Rewrite the data below as a numbered list, omitting any blank lines.

◇ ◇ ◇ ◇

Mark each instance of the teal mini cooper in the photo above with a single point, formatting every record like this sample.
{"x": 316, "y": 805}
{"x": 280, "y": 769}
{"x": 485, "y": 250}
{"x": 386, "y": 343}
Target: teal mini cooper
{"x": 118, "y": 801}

◇ ◇ ◇ ◇

• [PROBLEM SOLUTION]:
1. Mark each instance of the teal mini cooper in the photo above with a single point, formatting every record like this sample.
2. {"x": 316, "y": 805}
3. {"x": 280, "y": 769}
4. {"x": 485, "y": 250}
5. {"x": 386, "y": 343}
6. Target: teal mini cooper
7. {"x": 118, "y": 801}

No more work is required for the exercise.